Görevler ve alıştırmalar:
1 – Verilen metinde "BİLDİĞİMİZİ OKURUZ" diye başlayan paragrafı, temel bilgilerini koruyarak kısa bir madde listesine dönüştürün.
2 – Verilen metinde "BİLDİĞİMİZİ OKURUZ: (Kavala" ifadesinden "ederim, devam edeceğim." ifadesine kadar olan bölümü aynen yazın.

Verilen metin:
════════════════

BİLDİĞİMİZİ OKURUZ: (Kavala konusunda Avrupa Konseyi Bakanlar Komitesi Türkiye’nin sözleşmeyi ihlal edip etmediğine ilişkin olarak bir süreç başlatabilir. Beklentiniz nedir?) Biz bildiğimizi okuruz. Konsey bildiğini mi okur; okusun. Onlar ne okuyor; dinleriz, görürüz. AİHM’inkini de Konsey’inkini de dinleriz; dinledikten sonra da biz üzerimize düşeni yaparız. Gereği neyse bunu yapacağız. Ben Türkiye Cumhuriyeti’nin Cumhurbaşkanı olarak bu makamda bulunduğum sürece üzerime düşen görevi dört dörtlük yaparım. Acaba şu ne der, bu ne der; bunlara hiç bakmam. Benim aldığım terbiye bu, yetişme tarzım bu. Ölene kadar da aynen bu istikamette devam ederim, devam edeceğim.
ALİYEV, “KAPIDAN SOKMAM” DEDİ: (Büyükelçi krizinde muhalefetin tepkisi) Bunlardan biri de (Ünal Çeviköz) geçmişte Bakü’de büyükelçi olarak görev yapmıştı, şimdi CHP’de güya siyaset yapıyor. İlham Bey’le konuşurken o bile, ‘ben bu adamı bir daha bu kapıdan içeri sokmam’ dedi. Çünkü Azerbaycan’a da ihanet etti. Sen önce bir defa büyükelçilik yaptığın ülkenin siyasetine saygılı olmayı öğren. Bunu öğrenmedi ki bu adam. Şu anda da rastgele işte nasıl olduysa siyaset yapıyor. Biz bu tür siyasetçileri cepten çıkarıyoruz. Bunların siyaseti öğrenmeleri için daha çok fırın ekmek yemeleri lazım. Siyasetçilik başka bir şey, büyükelçilik başka bir şey.
‘İran aklıselimle hareket etmeli’
(İran ‘İsrail’i buraya getirdiniz’ bahanesiyle Azerbaycan’ı tehdit ediyor. Nasıl yorumluyorsunuz?) İlham Bey’le bu konunun da müzakeresini yaptık. İlham Bey kararlı bir duruş içerisinde ve o kararlı duruşundan da herhangi bir taviz vermiyor. Dedi ki, ‘Bizim İsrail’e yönelik verilmiş bir tavizimiz yok. Biz İsrail’le her türlü mal mübadelesi içerisinde adım atabiliriz. Farklı ülkelerle nasıl adım atıyorsak, burada da aynı şekilde İsrail’le bu tür ilişkilerimiz vardır ve bundan sonra da olacaktır’. Bu konularda da ülkeler birbirlerinin karar mekanizmalarını etkilememeli, etkileyemez. Temennimiz odur ki, İran da burada aklıselim ile hareket ederse İran ve Azerbaycan arasında herhangi bir sıkıntı yaşanmamış olsun.

════════════════

Konum belirleme kayıtları
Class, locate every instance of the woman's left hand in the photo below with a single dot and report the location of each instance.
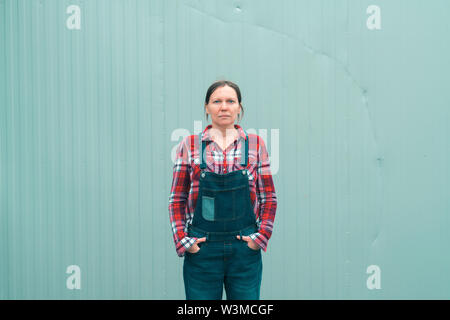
(250, 243)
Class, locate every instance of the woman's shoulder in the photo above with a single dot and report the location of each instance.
(255, 141)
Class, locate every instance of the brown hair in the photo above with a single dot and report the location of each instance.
(223, 83)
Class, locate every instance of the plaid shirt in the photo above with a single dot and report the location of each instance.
(185, 183)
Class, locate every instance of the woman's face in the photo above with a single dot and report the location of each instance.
(223, 107)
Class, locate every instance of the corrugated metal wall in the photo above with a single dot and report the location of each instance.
(356, 121)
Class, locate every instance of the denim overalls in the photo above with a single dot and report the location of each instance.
(223, 211)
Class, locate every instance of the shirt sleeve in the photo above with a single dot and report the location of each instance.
(178, 199)
(265, 191)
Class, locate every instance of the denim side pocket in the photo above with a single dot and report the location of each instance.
(208, 208)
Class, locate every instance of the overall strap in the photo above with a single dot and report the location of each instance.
(244, 151)
(201, 148)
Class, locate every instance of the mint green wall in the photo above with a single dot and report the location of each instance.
(356, 122)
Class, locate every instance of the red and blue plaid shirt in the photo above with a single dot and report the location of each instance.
(185, 183)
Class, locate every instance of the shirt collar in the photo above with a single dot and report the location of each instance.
(206, 132)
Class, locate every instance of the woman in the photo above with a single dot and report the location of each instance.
(222, 204)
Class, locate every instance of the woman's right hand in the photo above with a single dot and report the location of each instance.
(195, 248)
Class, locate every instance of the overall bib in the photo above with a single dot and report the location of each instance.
(223, 211)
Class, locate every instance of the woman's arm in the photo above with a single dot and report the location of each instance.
(265, 191)
(178, 199)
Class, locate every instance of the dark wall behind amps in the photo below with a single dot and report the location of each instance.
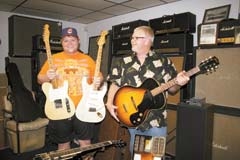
(24, 65)
(226, 131)
(221, 87)
(21, 31)
(106, 55)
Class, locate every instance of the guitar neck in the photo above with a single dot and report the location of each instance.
(75, 151)
(50, 63)
(172, 82)
(98, 61)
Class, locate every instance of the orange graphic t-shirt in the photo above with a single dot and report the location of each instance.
(72, 68)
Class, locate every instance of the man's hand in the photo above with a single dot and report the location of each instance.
(112, 110)
(51, 74)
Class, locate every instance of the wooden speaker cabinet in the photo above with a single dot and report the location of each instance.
(111, 130)
(221, 87)
(226, 131)
(194, 132)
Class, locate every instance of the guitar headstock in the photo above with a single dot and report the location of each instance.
(101, 40)
(46, 33)
(119, 143)
(208, 65)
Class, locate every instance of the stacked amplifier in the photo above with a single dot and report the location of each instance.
(173, 33)
(224, 32)
(121, 36)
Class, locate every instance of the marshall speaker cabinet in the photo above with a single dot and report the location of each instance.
(21, 31)
(183, 22)
(226, 31)
(126, 29)
(174, 43)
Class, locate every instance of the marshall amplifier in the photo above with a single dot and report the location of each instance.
(54, 42)
(226, 31)
(121, 46)
(126, 29)
(183, 22)
(174, 43)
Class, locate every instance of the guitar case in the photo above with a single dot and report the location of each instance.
(25, 108)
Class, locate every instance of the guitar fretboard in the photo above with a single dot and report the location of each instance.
(75, 151)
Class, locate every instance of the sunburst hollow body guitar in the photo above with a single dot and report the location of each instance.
(134, 103)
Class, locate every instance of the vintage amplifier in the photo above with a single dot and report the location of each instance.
(121, 46)
(226, 31)
(183, 22)
(54, 42)
(174, 43)
(126, 29)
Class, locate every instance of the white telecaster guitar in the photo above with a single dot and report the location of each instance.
(91, 108)
(58, 104)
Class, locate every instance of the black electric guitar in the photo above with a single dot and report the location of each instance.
(70, 153)
(134, 103)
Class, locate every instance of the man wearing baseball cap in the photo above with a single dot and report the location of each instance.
(70, 65)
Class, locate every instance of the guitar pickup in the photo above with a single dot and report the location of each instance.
(92, 109)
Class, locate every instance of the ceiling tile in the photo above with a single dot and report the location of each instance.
(97, 16)
(87, 4)
(118, 9)
(55, 8)
(16, 2)
(83, 20)
(38, 13)
(141, 4)
(6, 7)
(81, 11)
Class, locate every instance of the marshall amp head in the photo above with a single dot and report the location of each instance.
(181, 43)
(55, 43)
(183, 22)
(121, 46)
(226, 31)
(126, 29)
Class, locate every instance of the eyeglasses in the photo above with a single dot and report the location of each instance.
(136, 38)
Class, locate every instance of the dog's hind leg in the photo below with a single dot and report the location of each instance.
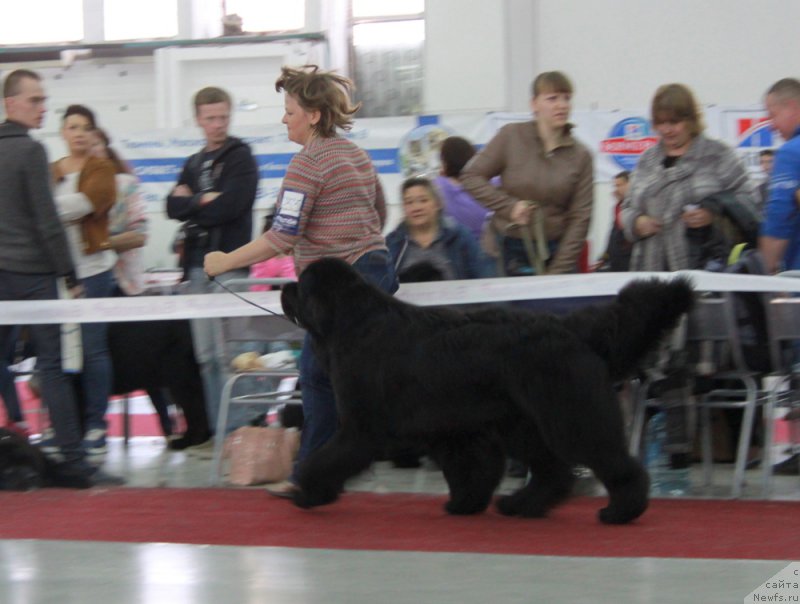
(473, 466)
(598, 442)
(627, 484)
(550, 482)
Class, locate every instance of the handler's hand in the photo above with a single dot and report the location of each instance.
(521, 212)
(215, 263)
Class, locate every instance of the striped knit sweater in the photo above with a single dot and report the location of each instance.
(331, 204)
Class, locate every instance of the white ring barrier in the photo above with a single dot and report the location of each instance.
(474, 291)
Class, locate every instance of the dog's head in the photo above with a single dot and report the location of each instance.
(326, 289)
(21, 465)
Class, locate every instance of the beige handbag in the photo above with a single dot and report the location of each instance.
(259, 455)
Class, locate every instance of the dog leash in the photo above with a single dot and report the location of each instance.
(539, 254)
(250, 302)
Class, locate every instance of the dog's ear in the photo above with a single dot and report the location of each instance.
(306, 308)
(289, 302)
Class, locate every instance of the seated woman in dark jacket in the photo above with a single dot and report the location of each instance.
(429, 247)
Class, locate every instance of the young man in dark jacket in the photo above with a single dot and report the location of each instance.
(33, 256)
(214, 198)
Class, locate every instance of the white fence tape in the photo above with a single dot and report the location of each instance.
(143, 308)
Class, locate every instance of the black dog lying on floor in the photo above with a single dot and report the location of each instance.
(479, 386)
(24, 467)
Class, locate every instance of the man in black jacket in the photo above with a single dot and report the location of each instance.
(214, 198)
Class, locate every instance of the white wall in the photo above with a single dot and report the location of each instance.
(464, 56)
(619, 51)
(482, 55)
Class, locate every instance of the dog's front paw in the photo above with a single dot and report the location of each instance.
(309, 498)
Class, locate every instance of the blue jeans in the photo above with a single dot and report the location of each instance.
(97, 375)
(8, 389)
(516, 262)
(57, 392)
(320, 419)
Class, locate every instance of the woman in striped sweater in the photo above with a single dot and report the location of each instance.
(330, 204)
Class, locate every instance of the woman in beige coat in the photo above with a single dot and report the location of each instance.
(545, 182)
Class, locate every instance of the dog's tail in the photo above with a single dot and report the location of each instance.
(632, 326)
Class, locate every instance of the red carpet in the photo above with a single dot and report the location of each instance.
(365, 521)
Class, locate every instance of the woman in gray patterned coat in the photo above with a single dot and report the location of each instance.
(668, 214)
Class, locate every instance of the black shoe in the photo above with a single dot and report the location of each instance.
(679, 461)
(102, 479)
(186, 441)
(788, 467)
(69, 474)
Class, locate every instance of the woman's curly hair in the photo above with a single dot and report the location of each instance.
(322, 91)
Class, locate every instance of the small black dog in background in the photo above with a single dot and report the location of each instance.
(24, 467)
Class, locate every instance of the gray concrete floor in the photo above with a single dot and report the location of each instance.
(62, 572)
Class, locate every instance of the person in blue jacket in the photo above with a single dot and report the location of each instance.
(779, 243)
(428, 246)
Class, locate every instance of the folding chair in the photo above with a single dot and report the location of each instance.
(714, 322)
(711, 329)
(783, 321)
(231, 333)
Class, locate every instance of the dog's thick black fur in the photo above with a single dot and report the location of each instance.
(478, 386)
(24, 467)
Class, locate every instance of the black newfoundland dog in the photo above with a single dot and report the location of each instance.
(477, 386)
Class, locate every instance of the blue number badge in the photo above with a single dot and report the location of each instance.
(290, 207)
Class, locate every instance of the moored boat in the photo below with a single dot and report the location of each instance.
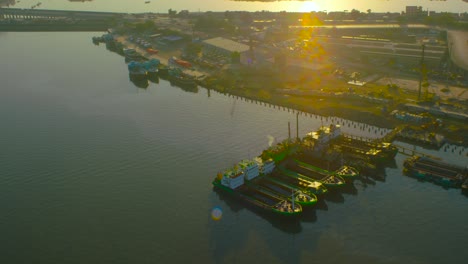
(177, 77)
(298, 181)
(313, 173)
(232, 181)
(439, 172)
(347, 172)
(264, 185)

════════════════

Sıralı çıktılar:
1 –
- Soru: Avrupa Konseyi Bakanlar Komitesi, Kavala konusunda Türkiye'nin sözleşmeyi ihlal edip etmediğine ilişkin bir süreç başlatabilir. Konuşmacının bu konudaki beklentisi soruluyor.
- Konuşmacı kendilerinin bildiğini okuduğunu, Konsey'in de bildiğini okuyabileceğini söylüyor.
- AİHM'i de Konsey'i de dinleyeceklerini, ardından üzerlerine düşeni, gereği neyse onu yapacaklarını belirtiyor.
- Türkiye Cumhuriyeti'nin Cumhurbaşkanı olarak bu makamda kaldığı sürece görevini dört dörtlük yapacağını, başkalarının ne diyeceğine bakmadığını ifade ediyor.
- Bunu aldığı terbiyeye ve yetişme tarzına bağlıyor ve ölene kadar bu istikamette devam edeceğini söylüyor.

2 –
BİLDİĞİMİZİ OKURUZ: (Kavala konusunda Avrupa Konseyi Bakanlar Komitesi Türkiye’nin sözleşmeyi ihlal edip etmediğine ilişkin olarak bir süreç başlatabilir. Beklentiniz nedir?) Biz bildiğimizi okuruz. Konsey bildiğini mi okur; okusun. Onlar ne okuyor; dinleriz, görürüz. AİHM’inkini de Konsey’inkini de dinleriz; dinledikten sonra da biz üzerimize düşeni yaparız. Gereği neyse bunu yapacağız. Ben Türkiye Cumhuriyeti’nin Cumhurbaşkanı olarak bu makamda bulunduğum sürece üzerime düşen görevi dört dörtlük yaparım. Acaba şu ne der, bu ne der; bunlara hiç bakmam. Benim aldığım terbiye bu, yetişme tarzım bu. Ölene kadar da aynen bu istikamette devam ederim, devam edeceğim.